* GETOONDE TEKST:

Naar aanleiding van de onderzoeksresultaten heeft het college bij besluit van
1 februari 2016, na bezwaar gehandhaafd bij besluit van 4 juli 2016 (bestreden besluit), de bijstand over de periode van 24 april 2015 tot en met 31 januari 2016 ingetrokken en de over deze periode gemaakte kosten van bijstand tot een bedrag van € 6077,75 van appellant teruggevorderd. Hieraan ligt ten grondslag dat appellant sinds 24 april 2015 een gezamenlijke huishouding voert met [X] op het uitkeringsadres.
2. Bij de aangevallen uitspraak heeft de rechtbank het beroep tegen het bestreden besluit ongegrond verklaard.
3. In hoger beroep heeft appellant zich op de hierna te bespreken gronden tegen de aangevallen uitspraak gekeerd.
4. De Raad komt tot de volgende beoordeling.
4.1.
De te beoordelen periode loopt van 24 april 2015 tot en met 31 januari 2016.
4.2.
Ingevolge artikel 3, derde lid, van de PW, is van een gezamenlijke huishouding sprake indien twee personen hun hoofdverblijf in dezelfde woning hebben en zij blijk geven zorg te dragen voor elkaar door middel van het leveren van een bijdrage in de kosten van de huishouding of anderszins.

* VEREISTE HANDELINGEN:
[1] Noem alle verschillende datums die in de uitspraak over de ingetrokken bijstand voorkomen, elk één keer.
[2] Ga verder met de uitspraak over de ingetrokken bijstand, te beginnen na de laatste getoonde zin.
De lijst hieronder staat los van de uitspraak over de ingetrokken bijstand.

(Verzamelde gegevens)

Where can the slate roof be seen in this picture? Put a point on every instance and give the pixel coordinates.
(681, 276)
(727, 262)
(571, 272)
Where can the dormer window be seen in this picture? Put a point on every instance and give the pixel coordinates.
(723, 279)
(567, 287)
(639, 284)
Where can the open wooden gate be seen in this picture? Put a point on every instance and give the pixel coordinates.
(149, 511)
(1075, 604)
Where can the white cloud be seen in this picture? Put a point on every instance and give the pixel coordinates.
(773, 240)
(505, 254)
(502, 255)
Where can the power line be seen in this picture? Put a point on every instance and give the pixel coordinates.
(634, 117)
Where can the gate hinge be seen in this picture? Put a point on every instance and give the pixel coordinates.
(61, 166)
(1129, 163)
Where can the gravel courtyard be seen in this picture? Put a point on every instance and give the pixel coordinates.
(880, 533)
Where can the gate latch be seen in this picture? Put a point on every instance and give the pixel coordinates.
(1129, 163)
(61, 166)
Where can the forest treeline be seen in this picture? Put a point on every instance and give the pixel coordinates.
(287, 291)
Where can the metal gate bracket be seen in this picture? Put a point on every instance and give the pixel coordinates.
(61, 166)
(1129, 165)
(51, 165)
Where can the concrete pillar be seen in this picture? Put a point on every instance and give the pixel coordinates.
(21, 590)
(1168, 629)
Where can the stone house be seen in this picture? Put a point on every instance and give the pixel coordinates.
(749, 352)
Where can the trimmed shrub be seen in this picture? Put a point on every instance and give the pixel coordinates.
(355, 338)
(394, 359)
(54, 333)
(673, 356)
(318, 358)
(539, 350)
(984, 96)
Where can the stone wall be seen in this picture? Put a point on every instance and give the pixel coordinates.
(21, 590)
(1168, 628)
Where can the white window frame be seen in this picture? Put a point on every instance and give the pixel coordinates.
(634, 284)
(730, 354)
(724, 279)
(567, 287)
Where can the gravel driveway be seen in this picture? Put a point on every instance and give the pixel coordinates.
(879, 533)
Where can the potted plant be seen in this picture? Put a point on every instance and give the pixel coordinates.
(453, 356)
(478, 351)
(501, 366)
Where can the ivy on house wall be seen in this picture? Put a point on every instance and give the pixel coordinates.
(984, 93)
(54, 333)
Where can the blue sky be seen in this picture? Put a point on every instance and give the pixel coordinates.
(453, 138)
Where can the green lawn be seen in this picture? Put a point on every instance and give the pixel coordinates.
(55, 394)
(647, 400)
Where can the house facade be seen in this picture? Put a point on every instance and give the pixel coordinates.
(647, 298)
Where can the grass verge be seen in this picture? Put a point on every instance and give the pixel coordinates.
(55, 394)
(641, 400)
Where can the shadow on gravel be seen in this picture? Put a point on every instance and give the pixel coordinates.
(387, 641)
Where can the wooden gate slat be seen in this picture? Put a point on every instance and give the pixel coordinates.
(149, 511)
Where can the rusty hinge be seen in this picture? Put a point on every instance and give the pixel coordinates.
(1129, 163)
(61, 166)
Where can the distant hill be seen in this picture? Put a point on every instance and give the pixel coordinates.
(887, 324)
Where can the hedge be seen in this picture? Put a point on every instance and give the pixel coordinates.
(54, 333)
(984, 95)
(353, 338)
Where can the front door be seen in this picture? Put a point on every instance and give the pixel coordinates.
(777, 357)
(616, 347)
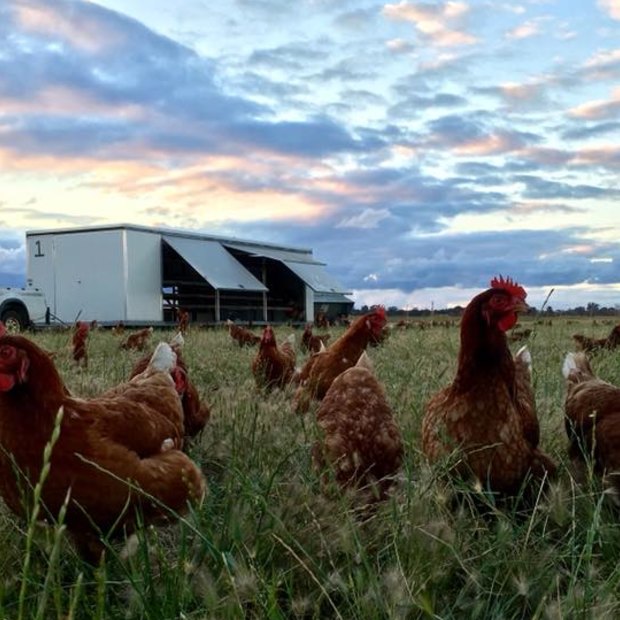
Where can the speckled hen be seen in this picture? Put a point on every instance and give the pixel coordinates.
(361, 441)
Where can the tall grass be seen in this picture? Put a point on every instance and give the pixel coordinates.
(269, 543)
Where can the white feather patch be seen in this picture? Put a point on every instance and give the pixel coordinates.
(163, 358)
(524, 355)
(178, 340)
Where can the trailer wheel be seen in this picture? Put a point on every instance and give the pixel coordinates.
(14, 321)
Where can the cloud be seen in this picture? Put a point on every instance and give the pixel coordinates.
(368, 218)
(598, 110)
(612, 7)
(439, 24)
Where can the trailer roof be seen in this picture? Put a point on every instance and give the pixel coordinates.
(171, 232)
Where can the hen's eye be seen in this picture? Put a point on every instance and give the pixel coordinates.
(498, 301)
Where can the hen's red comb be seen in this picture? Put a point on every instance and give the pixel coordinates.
(508, 284)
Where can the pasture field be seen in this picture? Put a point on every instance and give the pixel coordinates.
(267, 543)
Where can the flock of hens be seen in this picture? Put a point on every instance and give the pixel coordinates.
(89, 464)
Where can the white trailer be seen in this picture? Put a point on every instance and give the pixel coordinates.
(139, 275)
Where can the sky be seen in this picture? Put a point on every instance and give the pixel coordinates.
(419, 148)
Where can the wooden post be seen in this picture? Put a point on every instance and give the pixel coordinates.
(264, 279)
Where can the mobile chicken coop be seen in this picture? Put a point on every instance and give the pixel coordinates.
(141, 275)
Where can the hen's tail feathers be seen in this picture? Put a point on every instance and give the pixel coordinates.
(576, 367)
(163, 358)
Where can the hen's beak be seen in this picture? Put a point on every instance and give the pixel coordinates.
(520, 305)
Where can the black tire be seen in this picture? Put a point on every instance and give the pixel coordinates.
(14, 321)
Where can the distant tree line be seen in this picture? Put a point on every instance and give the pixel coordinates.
(591, 309)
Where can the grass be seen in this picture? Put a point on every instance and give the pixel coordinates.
(267, 543)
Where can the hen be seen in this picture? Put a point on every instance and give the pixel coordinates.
(243, 337)
(274, 367)
(588, 344)
(321, 369)
(138, 340)
(116, 455)
(361, 440)
(196, 412)
(80, 335)
(488, 414)
(312, 343)
(592, 420)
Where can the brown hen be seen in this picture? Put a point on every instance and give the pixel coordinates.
(196, 412)
(488, 416)
(361, 441)
(592, 421)
(116, 455)
(322, 368)
(274, 366)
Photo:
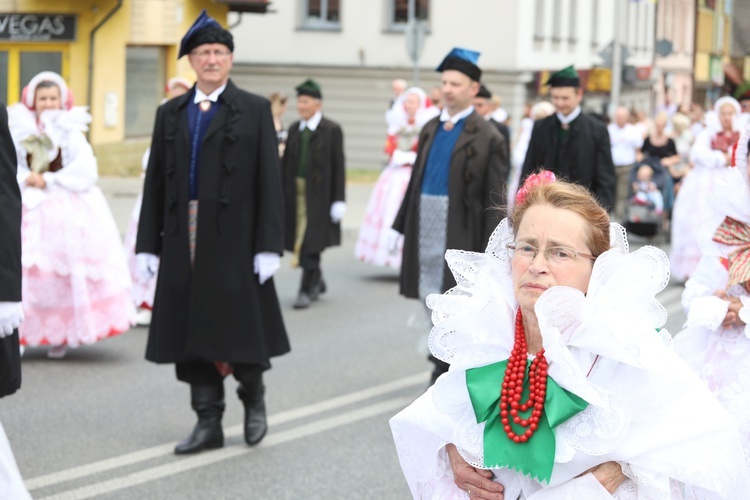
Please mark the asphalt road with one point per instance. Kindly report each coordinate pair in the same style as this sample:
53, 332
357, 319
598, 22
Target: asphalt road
102, 422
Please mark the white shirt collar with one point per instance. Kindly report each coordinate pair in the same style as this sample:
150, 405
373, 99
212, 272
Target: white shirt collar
444, 116
565, 120
213, 96
312, 123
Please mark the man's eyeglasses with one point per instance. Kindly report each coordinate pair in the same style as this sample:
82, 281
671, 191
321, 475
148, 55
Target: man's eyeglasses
560, 256
206, 54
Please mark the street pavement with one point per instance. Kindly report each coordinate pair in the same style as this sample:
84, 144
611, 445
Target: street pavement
102, 422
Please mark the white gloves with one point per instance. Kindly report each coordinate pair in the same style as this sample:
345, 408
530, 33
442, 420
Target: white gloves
148, 265
265, 264
391, 240
11, 315
338, 209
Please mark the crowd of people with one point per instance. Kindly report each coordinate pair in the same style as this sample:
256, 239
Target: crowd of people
552, 373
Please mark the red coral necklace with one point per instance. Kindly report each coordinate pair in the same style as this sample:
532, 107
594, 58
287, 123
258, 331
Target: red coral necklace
512, 388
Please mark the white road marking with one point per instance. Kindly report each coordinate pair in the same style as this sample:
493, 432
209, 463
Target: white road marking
208, 458
276, 419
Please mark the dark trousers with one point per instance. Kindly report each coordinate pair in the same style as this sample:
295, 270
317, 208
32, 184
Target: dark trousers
206, 373
309, 261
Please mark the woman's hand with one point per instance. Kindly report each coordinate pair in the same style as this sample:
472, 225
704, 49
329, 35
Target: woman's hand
477, 483
36, 180
609, 475
732, 319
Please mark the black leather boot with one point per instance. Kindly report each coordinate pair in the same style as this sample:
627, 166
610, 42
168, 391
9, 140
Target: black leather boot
252, 395
208, 403
304, 299
317, 285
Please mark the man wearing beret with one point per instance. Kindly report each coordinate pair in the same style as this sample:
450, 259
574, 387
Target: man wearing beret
213, 212
11, 314
484, 106
573, 145
314, 176
457, 184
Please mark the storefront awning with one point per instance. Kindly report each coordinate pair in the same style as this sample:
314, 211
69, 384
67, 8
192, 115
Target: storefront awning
252, 6
733, 74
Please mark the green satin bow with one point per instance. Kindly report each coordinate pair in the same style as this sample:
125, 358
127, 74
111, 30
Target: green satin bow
535, 457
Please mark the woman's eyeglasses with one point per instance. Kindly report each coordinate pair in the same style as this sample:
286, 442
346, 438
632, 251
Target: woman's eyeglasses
560, 256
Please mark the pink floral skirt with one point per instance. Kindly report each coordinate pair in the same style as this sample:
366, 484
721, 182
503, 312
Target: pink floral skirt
76, 284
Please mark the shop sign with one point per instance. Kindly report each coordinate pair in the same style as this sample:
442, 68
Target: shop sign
20, 27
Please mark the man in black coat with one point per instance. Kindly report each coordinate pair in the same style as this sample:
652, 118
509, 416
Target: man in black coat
457, 189
573, 145
213, 214
314, 176
11, 313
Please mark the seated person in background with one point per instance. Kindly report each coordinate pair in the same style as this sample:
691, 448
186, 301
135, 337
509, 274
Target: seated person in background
645, 190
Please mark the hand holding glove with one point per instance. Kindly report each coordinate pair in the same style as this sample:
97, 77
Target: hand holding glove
11, 315
391, 240
148, 265
265, 264
338, 209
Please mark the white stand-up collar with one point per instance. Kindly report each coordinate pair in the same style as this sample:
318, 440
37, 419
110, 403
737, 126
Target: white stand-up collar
312, 123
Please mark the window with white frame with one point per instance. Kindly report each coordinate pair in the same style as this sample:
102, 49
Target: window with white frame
539, 20
402, 11
321, 14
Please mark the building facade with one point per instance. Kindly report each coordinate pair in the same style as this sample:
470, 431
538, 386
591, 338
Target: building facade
675, 36
713, 41
116, 56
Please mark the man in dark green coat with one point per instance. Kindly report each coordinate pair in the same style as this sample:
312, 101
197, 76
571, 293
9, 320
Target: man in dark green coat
572, 144
314, 176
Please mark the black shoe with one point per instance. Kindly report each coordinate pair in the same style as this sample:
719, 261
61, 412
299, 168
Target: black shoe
303, 300
317, 285
208, 403
255, 414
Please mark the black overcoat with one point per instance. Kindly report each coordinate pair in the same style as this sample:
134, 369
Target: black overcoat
218, 311
477, 180
325, 177
10, 254
589, 162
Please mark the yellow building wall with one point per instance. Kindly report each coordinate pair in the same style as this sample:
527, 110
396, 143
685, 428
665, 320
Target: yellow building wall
137, 22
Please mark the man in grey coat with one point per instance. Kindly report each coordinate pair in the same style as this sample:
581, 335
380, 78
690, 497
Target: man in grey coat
314, 176
456, 194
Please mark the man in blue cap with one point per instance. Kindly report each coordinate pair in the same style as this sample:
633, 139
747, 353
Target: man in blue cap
213, 212
314, 175
572, 144
458, 180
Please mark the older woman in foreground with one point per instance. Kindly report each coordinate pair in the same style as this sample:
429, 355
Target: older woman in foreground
561, 383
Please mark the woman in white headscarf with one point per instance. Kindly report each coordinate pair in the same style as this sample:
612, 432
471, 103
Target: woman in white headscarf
76, 285
378, 244
693, 220
716, 338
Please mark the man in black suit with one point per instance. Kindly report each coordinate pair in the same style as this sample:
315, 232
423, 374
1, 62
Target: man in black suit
213, 211
11, 314
573, 145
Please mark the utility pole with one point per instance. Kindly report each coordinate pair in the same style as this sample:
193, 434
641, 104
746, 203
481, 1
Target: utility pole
614, 100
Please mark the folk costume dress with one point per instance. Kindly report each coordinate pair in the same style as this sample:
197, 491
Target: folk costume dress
721, 356
693, 220
615, 389
76, 285
388, 192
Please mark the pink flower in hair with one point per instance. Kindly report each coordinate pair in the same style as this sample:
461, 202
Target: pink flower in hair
532, 181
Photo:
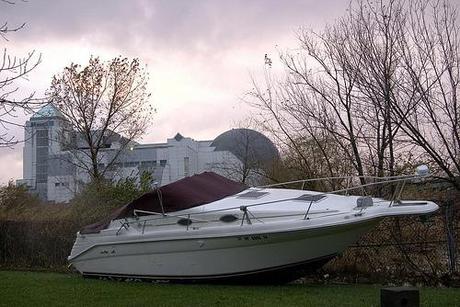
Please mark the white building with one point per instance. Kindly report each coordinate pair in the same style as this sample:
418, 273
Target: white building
52, 172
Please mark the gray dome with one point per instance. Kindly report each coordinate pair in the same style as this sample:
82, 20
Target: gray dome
247, 144
49, 110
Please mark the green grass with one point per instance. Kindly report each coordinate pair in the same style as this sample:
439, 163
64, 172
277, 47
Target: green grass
53, 289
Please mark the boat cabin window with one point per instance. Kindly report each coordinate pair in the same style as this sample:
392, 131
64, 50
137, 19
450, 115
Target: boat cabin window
310, 197
184, 222
228, 218
252, 195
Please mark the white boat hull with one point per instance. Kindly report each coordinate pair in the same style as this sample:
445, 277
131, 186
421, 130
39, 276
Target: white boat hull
222, 257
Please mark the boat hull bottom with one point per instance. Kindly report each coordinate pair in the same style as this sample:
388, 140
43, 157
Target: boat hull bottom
276, 275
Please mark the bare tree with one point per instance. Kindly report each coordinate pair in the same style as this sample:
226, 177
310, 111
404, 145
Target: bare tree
12, 69
430, 110
103, 103
373, 82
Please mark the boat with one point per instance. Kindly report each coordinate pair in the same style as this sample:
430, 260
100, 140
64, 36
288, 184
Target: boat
209, 228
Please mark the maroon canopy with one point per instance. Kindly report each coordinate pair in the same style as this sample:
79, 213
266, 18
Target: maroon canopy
183, 194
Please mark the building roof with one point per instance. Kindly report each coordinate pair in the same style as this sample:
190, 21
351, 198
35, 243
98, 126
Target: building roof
49, 110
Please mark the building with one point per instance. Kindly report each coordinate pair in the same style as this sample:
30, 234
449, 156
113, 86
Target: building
51, 171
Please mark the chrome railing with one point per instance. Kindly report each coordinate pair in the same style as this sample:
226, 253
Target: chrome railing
247, 214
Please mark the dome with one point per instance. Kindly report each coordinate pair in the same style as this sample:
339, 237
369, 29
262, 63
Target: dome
49, 110
247, 144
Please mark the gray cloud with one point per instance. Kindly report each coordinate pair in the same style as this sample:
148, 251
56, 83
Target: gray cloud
185, 25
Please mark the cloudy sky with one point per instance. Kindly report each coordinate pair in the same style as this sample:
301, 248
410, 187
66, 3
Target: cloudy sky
200, 54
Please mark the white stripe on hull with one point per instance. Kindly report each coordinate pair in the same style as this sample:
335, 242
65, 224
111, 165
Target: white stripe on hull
218, 256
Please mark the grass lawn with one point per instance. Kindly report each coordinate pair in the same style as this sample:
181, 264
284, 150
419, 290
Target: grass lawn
53, 289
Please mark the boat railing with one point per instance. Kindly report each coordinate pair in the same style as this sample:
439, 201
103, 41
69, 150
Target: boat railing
248, 215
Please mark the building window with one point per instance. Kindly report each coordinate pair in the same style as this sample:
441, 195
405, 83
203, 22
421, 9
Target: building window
186, 166
130, 164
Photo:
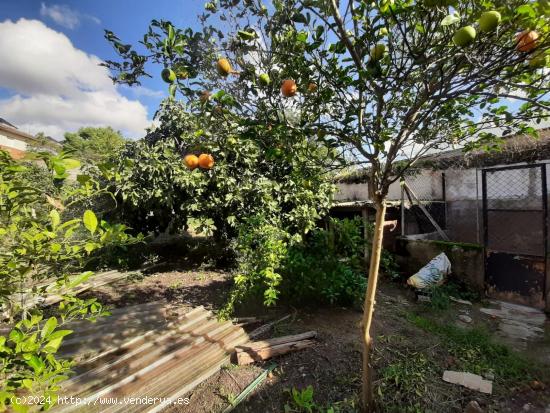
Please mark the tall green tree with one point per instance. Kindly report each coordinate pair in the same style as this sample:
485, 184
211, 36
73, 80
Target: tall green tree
93, 144
386, 81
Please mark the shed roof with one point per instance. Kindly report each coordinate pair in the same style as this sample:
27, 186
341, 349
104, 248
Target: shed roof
515, 149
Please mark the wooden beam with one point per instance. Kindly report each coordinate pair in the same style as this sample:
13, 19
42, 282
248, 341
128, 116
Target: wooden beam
257, 345
247, 357
425, 211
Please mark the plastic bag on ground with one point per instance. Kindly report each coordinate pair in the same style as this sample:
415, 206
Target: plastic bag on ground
432, 274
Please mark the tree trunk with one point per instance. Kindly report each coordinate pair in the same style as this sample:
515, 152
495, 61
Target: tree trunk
368, 307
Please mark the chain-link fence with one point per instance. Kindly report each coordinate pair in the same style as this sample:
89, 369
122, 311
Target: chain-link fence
422, 198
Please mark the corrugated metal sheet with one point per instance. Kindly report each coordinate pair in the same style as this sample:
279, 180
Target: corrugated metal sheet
151, 350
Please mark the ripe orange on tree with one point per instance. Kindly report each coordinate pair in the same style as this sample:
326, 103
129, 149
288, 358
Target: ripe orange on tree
191, 161
289, 88
224, 67
206, 161
527, 41
205, 96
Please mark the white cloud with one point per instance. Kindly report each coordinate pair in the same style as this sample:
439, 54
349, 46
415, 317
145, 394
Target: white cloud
65, 16
57, 87
140, 91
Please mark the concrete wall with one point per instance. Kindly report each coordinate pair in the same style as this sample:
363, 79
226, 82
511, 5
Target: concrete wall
427, 185
352, 192
467, 260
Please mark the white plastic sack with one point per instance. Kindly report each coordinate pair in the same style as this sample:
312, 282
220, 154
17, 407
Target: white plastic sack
433, 273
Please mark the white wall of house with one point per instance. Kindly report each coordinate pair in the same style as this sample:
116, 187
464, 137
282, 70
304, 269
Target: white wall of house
12, 143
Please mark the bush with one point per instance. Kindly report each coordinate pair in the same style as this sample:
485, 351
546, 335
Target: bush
328, 267
46, 240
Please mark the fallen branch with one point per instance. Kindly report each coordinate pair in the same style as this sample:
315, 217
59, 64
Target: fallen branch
257, 381
266, 327
251, 356
258, 345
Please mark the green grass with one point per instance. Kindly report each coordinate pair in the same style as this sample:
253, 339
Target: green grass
476, 352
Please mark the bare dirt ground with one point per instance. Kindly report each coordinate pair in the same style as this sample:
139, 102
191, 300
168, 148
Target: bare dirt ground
409, 357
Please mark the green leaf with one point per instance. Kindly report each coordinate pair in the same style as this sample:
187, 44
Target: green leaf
90, 221
49, 326
80, 279
36, 363
71, 163
55, 218
450, 19
16, 335
60, 333
53, 345
526, 9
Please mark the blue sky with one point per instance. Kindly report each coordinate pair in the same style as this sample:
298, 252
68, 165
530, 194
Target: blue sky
28, 97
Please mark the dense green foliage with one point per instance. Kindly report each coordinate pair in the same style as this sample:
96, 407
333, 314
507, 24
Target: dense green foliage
47, 237
92, 144
267, 189
328, 267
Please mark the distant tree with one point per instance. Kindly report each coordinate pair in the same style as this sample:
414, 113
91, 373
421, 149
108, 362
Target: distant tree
93, 144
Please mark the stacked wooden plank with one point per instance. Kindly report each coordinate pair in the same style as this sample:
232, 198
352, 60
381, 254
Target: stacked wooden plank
263, 350
151, 350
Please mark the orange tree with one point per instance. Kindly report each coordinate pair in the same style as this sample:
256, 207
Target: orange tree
386, 80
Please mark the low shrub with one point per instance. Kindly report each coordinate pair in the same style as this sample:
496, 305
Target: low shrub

* GENUMMERDE ANTWOORDEN:
[1]
1 februari 2016
4 juli 2016
24 april 2015
31 januari 2016

[2]
4.3.
Tussen partijen is niet in geschil dat appellant en J in de te beoordelen periode hun hoofdverblijf hadden in dezelfde woning. In geschil is of in die periode ook sprake was van wederzijdse zorg tussen appellant en [X] .
4.4.
Wederzijdse zorg kan blijken uit een bepaalde mate van verstrengeling tussen de betrokkenen die verder gaat dan het uitsluitend delen van de woonlasten en hiermee samenhangende lasten. Indien van een zodanige verstrengeling niet of slechts in geringe mate sprake is, kunnen ook andere feiten en omstandigheden voldoende zijn om aan te nemen dat de betrokkenen in elkaars zorg voorzien. Een afweging van alle ten aanzien van betrokkenen gebleken feiten en omstandigheden, die niet van subjectieve aard zijn, zal bepalend zijn voor het antwoord op de vraag of aan het zorgcriterium in een concreet geval is voldaan. Voor het aannemen van wederzijdse zorg is niet noodzakelijk dat de door ieder van beiden geboden zorg jegens elkaar dezelfde omvang en intensiteit heeft.
4.5.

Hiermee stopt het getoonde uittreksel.